* Task requirements
Quote every line of the data below as it stands, omitting pictures.

* Rows
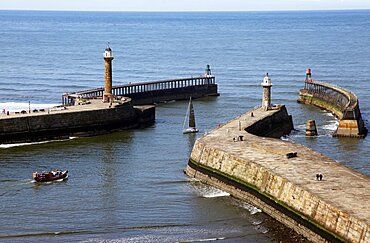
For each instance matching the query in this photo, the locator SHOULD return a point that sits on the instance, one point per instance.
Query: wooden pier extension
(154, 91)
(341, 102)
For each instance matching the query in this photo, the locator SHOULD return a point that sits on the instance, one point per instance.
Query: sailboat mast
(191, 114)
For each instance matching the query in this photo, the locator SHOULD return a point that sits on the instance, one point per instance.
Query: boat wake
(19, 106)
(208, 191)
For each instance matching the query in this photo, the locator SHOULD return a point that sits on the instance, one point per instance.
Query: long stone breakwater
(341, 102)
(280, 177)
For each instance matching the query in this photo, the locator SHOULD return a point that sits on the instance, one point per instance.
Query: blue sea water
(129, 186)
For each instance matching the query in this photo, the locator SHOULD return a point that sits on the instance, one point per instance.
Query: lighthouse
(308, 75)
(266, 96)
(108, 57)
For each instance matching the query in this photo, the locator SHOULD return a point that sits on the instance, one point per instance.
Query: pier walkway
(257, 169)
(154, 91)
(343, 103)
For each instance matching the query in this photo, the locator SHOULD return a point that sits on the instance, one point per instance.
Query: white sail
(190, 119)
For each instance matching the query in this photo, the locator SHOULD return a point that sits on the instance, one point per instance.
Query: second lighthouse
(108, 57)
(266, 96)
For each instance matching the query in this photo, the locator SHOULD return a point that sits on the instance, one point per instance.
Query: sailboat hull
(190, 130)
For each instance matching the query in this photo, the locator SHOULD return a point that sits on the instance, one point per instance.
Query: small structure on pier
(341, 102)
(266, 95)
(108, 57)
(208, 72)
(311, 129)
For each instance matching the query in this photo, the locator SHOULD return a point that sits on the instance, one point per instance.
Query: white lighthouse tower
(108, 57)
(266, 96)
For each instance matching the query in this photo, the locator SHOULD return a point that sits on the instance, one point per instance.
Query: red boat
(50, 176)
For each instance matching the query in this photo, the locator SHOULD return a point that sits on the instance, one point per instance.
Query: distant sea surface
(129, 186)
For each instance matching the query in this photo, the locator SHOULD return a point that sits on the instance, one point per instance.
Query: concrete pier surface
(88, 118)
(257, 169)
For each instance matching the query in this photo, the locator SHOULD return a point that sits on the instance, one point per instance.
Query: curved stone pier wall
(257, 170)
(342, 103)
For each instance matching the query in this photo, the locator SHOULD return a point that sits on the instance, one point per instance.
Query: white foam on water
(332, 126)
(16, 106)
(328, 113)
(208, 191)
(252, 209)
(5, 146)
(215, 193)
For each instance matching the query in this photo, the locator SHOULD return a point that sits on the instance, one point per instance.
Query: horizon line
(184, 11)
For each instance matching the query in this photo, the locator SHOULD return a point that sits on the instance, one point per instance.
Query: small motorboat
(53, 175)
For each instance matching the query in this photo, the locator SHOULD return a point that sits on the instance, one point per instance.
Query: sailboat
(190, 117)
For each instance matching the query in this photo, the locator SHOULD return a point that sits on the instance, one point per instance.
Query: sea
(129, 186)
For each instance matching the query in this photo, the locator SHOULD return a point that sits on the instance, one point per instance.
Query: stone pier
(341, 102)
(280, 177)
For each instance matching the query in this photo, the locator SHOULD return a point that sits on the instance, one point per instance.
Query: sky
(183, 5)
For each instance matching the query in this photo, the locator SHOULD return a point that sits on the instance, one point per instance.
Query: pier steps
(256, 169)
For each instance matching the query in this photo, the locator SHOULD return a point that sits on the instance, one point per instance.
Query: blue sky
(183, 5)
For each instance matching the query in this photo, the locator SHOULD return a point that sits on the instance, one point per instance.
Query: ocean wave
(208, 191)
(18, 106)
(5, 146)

* Expected answer
For each instance matching the query in this photo, the locator SHOULD return a point that sits on the instance, one point per instance.
Query: wooden pier extension
(154, 91)
(341, 102)
For each instance matching the query in this photo, the locator SHOULD return a point that sits on the instance, one point per instance.
Query: sailboat mast
(191, 114)
For each instance matching the query in this photo, the locator SHOULD return a point that sits on the instance, one point per instance.
Query: boat wake
(19, 106)
(208, 191)
For each instance matching the query in this photo, the locator SHOULD return a point that sits on the instance, one point per instance.
Query: long stone breakwater
(341, 102)
(280, 177)
For each instance matching the query in this photo, the locator SHOULD return a point that sits on the instance, one point per instance.
Query: blue sea water
(129, 186)
For each instance matching the query in this photo, the locator SHOULD return a point that sits on the instance, one point per instance.
Query: lighthouse
(308, 75)
(266, 96)
(108, 57)
For each instance matching the query in this photo, the locator SHOULD return a point that sits on the instance, one point per instance.
Query: pier walkway
(257, 169)
(154, 91)
(343, 103)
For each instance matching the query in this photo, the locator SHOULD return a point that sits on the instance, one point per instance.
Query: white sail
(190, 119)
For each instance matching the query in this photo, the locator SHOULD return a point that sits on the instance, one point per instance.
Query: second lighthouse
(108, 57)
(266, 96)
For each instance matching the query in this photo, the locator SHOULD return a point that sits on the instance, one point per instance.
Query: sailboat hull
(190, 130)
For each instance matching the query in this photo, the locator SHOULD return a point that sits on the instance, one point per instance.
Query: small structure on pier
(341, 102)
(266, 95)
(108, 57)
(208, 72)
(311, 129)
For each instance matching the query in this photo, the locator SHOULD return a point that sits on the instance, one point per instance.
Query: white lighthouse tower
(108, 57)
(266, 96)
For each instance matching the query in this photo, the locator SHOULD return a point that sits on the instance, one point per instance.
Query: red boat
(50, 176)
For each instance matching the query in this photo, the locator SHOULD return a point that sits on the instance, one point per instance.
Query: distant sea surface
(129, 186)
For each instance matching the query in this photo, the locator SHOULD return a point that sits on the instance, one point per instance.
Query: concrete pier surface
(88, 118)
(257, 169)
For each instance matching the query in this photo, the locator SHOULD return a point that sits on the instance, one point per instance.
Query: curved stone pier wall
(257, 170)
(342, 103)
For each instance matching the query in this photo, the locator SHOULD return a point that sits on the instance, one point per instance.
Query: white foam on water
(332, 126)
(16, 106)
(328, 113)
(208, 191)
(252, 209)
(5, 146)
(215, 193)
For each instance matching the query in this photo, the locator SHOULD return a point that sits on the instance, one point per instance.
Query: horizon line
(184, 11)
For each instance matching the query in this photo, the locator SHOULD return a point that sits on the instance, one point per instance.
Query: small motorboat
(53, 175)
For each instance matching the query in this photo, the locator SHOULD return a point that sits on the instance, one point per instance.
Query: sailboat
(190, 117)
For each instance matching the query in this photo, the locator SHOULD return a point that sits on the instance, one point per instance.
Query: sea
(129, 186)
For each instance matching the query in this photo, the locator SHOULD return a point that sits on the instance, one point per instance.
Query: stone pier
(341, 102)
(280, 177)
For each instance matching the query in this photo, the locator SHOULD return a point that sits on the instance, one point per instance.
Query: sky
(183, 5)
For each instance matching the query in this photo, the locator SHOULD return a point that sits on the instance, one point per instance.
Query: pier steps
(256, 169)
For each instance matching the query in this photo, the locator SHOULD return a point that sits on the instance, one point per instance.
Query: blue sky
(183, 5)
For each instance matching the query in this photo, the locator SHOULD return a point that sits on the instance, one point per instance.
Query: ocean wave
(208, 191)
(18, 106)
(5, 146)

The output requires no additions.